Work order 1 -> Say whether each statement agrees with the blog excerpt: (a) Percival must complete two years' work in about eight months; (b) Sophia has a love/hate relationship with Facebook; (c) Thor hired a Younger Hipper Person to handle social media marketing. Answer yes or no for each and quote the deciding words from the blog excerpt.
Work order 2 -> Summarize the blog excerpt in two sentences.

Excerpt provided ->
---+---
And thus, the homeschooling began.  Percival needs to do two years' work in about eight months, so he'll be ready for the new school in September. Sophia is pushing him a bit. She is also learning about all kinds of stuff she either forgot, or never knew. Did you know homing pigeons can see the Earth's magnetic field? That Cane Toads are ruining Australia's ecosystem? Sophia didn't either. Do you remember how boring it was learning the Parts of Speech? Sophia had also forgotten this.  Did you know that sloppy, downstream handwriting improves dramatically with the use of lined paper? Sophia suspected this, but was pleased to find her hunch vindicated.  And so it goes.

This is one job, by the way, that Sophia will not be quitting...until Spetember, when she will gratefully hand Percival's education off to the professionals.

Next: Sophia reaches her Martial Arts apex, gets her Green Belt, and quits instantly.

Sunday, September 12, 2010

Anathema Hindenburg, or, Why Sophia Hates Facebook

Many, many blog post ideas have flitted through Sophia's sieve-like Over Fifty brain during the last month, but none of them stayed around long enough to turn into a bonafide post. This one was begun a few weeks ago, and finally finished today.  Clearly this is a harbinger of unfinished projects to come.  Well, onward.

Sophia, unlike most people, does not have a love/hate relationship with Facebook. She unequivocally hates it, and would love to deactivate her account permanently.  She actually did do that last winter, but her husband Thor more or less forced (nagged) her into returning.  You see, Thor and Sophia have a web design/marketing firm. Part of this business is something called Social Media Marketing, the Next Big Thing in advertising.  Thor has hired a Younger Hipper Person to manage this aspect of the business, but Sophia has to stay on Fakebook--oops, she means Facebook--to monitor this YHP's efforts.
---+---
Stored data:
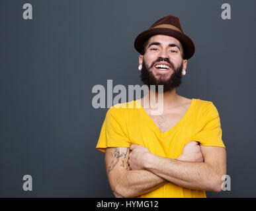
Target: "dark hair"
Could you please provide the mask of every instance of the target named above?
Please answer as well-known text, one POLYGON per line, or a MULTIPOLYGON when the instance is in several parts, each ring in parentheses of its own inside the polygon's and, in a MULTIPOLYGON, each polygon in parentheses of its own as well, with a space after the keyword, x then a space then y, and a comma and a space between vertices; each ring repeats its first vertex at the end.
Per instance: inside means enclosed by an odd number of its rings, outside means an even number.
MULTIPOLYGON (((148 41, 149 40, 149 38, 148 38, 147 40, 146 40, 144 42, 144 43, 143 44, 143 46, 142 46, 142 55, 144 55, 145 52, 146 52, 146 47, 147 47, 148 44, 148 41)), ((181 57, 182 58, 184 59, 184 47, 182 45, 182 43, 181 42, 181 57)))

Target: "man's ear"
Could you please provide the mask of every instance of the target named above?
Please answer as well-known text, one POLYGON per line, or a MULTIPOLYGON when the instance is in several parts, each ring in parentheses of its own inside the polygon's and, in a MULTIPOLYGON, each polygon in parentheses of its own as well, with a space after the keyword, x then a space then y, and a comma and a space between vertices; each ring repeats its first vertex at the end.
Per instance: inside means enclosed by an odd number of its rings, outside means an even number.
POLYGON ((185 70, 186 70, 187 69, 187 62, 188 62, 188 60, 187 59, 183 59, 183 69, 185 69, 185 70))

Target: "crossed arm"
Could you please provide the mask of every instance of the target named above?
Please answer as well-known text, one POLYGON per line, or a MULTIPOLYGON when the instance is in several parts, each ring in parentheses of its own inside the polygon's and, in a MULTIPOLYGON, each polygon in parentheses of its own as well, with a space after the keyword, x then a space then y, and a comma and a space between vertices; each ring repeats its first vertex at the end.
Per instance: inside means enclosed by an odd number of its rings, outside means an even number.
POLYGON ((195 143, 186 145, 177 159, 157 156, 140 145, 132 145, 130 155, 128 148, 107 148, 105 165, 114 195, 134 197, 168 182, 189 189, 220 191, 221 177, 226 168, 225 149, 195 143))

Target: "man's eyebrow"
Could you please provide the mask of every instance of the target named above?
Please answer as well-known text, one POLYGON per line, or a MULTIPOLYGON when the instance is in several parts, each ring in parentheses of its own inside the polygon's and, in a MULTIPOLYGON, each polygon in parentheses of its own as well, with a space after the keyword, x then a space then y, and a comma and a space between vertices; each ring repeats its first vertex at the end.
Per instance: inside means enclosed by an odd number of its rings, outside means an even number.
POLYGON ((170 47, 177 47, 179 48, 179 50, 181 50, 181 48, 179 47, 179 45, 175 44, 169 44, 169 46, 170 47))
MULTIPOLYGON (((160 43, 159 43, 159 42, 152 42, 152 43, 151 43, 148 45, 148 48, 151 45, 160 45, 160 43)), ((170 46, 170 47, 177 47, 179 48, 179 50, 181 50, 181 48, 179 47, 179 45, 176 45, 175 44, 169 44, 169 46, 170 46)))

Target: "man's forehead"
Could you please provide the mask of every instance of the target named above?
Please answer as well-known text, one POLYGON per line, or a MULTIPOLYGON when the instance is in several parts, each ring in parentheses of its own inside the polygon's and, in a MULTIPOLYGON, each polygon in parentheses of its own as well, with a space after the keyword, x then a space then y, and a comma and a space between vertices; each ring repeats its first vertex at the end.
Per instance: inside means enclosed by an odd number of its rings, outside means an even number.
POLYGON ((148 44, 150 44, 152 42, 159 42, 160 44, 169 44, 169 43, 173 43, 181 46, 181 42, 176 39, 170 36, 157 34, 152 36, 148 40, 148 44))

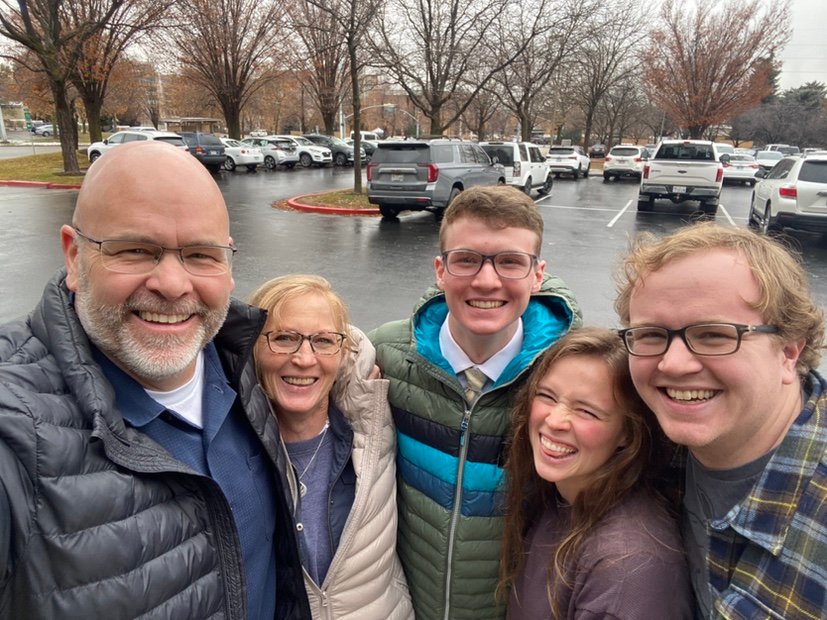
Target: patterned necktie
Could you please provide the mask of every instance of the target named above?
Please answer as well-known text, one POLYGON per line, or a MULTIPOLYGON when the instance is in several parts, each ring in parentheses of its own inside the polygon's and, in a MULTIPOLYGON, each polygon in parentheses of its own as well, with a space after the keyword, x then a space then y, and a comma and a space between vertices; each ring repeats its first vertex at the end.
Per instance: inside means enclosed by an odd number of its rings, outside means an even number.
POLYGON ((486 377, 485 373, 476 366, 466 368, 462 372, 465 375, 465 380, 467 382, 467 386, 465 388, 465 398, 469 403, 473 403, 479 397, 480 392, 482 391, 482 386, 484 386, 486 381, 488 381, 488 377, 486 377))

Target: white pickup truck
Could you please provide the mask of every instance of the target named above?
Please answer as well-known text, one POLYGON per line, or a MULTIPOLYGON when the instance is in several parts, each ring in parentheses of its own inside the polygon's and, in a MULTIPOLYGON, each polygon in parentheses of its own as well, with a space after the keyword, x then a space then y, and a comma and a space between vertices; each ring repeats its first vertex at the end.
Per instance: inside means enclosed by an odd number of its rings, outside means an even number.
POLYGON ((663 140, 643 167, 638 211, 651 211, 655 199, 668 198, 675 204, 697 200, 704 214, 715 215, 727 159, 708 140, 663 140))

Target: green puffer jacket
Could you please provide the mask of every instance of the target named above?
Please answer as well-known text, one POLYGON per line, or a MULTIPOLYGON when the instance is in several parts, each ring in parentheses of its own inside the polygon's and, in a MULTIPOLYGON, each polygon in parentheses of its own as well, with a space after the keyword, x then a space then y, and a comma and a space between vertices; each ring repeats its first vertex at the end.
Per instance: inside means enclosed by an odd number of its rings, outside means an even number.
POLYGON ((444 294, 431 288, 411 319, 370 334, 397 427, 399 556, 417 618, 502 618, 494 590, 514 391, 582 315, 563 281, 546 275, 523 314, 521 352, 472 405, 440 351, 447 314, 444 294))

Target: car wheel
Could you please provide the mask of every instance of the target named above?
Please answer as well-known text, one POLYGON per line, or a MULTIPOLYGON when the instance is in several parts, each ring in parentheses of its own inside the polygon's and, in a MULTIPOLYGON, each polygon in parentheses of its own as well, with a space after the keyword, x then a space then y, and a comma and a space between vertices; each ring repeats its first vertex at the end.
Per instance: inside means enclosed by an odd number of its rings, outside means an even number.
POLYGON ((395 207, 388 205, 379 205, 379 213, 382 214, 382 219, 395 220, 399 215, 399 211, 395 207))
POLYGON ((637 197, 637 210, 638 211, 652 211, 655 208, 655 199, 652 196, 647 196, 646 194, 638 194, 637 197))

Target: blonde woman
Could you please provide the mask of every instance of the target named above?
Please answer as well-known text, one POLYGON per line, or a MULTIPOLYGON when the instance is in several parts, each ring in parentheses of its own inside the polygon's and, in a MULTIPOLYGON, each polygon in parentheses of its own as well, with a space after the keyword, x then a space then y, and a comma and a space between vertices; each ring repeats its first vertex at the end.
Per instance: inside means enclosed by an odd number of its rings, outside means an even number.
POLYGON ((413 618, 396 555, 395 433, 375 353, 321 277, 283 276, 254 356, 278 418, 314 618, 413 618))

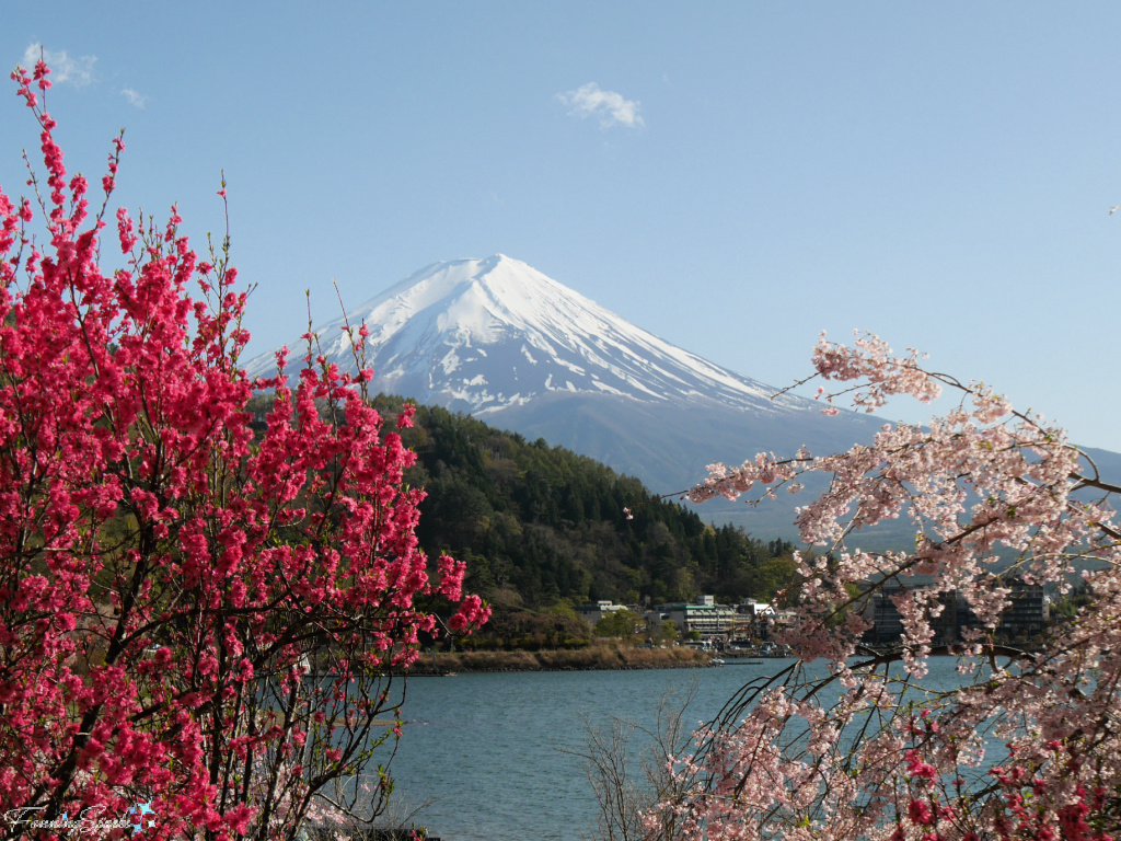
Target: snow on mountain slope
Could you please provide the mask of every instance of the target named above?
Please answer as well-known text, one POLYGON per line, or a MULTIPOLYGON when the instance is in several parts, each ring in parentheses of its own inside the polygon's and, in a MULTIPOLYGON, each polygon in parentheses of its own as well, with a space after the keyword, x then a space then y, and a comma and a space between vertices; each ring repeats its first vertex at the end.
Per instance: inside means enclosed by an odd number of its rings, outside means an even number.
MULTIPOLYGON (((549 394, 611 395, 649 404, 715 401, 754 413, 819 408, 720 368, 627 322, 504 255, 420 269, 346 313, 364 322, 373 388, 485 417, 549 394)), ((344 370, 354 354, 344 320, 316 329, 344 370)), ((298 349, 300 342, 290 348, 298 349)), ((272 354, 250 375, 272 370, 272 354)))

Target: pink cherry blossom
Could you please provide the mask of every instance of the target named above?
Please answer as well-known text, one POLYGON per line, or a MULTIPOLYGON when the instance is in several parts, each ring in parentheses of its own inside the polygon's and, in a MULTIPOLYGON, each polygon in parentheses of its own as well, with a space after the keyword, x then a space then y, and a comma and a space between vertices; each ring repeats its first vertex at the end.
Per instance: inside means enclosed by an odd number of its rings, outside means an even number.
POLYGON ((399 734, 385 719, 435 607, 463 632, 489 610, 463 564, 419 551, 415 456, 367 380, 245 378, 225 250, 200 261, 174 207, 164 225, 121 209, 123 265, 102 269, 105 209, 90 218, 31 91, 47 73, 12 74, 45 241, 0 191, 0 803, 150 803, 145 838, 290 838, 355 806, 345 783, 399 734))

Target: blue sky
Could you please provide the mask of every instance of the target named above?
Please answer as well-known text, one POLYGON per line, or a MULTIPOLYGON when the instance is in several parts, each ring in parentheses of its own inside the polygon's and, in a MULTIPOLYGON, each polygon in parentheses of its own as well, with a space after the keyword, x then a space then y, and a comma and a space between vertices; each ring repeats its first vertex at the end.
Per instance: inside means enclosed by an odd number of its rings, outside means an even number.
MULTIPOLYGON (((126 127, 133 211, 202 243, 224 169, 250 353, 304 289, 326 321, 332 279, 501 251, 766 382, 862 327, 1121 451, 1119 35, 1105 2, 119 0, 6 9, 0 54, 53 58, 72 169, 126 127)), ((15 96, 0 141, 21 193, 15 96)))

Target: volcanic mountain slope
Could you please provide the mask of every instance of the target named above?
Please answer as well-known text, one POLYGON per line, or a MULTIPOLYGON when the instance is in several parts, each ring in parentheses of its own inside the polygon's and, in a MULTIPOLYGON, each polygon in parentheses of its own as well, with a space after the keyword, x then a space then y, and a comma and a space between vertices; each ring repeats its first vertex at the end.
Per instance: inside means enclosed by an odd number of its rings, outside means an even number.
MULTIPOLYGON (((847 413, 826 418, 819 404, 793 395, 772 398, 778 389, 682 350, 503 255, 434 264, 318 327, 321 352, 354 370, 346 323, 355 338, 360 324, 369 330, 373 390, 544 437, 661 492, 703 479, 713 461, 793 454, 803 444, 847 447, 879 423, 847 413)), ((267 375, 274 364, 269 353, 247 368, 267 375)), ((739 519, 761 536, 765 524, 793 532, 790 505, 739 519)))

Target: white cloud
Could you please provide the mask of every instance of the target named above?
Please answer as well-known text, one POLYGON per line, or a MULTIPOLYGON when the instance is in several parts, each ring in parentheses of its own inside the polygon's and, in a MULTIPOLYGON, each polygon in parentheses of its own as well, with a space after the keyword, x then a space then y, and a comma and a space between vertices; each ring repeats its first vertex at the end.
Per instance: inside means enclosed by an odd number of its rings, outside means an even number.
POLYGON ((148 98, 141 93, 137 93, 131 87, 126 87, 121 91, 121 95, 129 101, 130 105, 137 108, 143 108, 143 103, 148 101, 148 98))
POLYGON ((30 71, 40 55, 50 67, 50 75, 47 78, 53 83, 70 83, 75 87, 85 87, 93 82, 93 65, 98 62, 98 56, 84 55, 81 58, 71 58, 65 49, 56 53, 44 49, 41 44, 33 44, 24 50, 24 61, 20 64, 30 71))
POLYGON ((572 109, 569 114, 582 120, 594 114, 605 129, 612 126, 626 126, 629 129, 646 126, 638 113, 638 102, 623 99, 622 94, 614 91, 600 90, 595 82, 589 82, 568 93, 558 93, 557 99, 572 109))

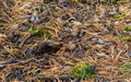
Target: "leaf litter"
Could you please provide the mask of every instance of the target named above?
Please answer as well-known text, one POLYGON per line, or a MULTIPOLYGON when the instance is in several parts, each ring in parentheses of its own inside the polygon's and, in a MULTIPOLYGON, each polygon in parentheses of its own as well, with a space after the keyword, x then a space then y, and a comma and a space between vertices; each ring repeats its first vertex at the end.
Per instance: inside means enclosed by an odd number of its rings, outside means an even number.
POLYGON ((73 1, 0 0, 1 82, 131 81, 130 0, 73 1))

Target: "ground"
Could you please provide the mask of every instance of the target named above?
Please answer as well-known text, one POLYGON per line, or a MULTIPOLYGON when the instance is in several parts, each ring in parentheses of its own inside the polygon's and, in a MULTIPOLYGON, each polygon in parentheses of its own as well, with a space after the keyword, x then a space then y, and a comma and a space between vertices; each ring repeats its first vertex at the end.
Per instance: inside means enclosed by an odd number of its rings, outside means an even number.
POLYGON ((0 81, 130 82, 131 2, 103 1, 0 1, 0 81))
---+---
Problem solution 1 ->
(a) Yes: "Percival needs to do two years' work in about eight months, so he'll be ready for the new school in September."
(b) No: "Sophia, unlike most people, does not have a love/hate relationship with Facebook. She unequivocally hates it"
(c) Yes: "Thor has hired a Younger Hipper Person to manage this aspect of the business"

Problem solution 2 -> Sophia has begun homeschooling Percival so he can finish two years' work in about eight months before starting a new school in September, and along the way she is relearning things she forgot or never knew. She hates Facebook and once deactivated her account, but she returned because the web design and marketing firm she runs with her husband Thor offers social media marketing, and she must monitor the person hired to manage it.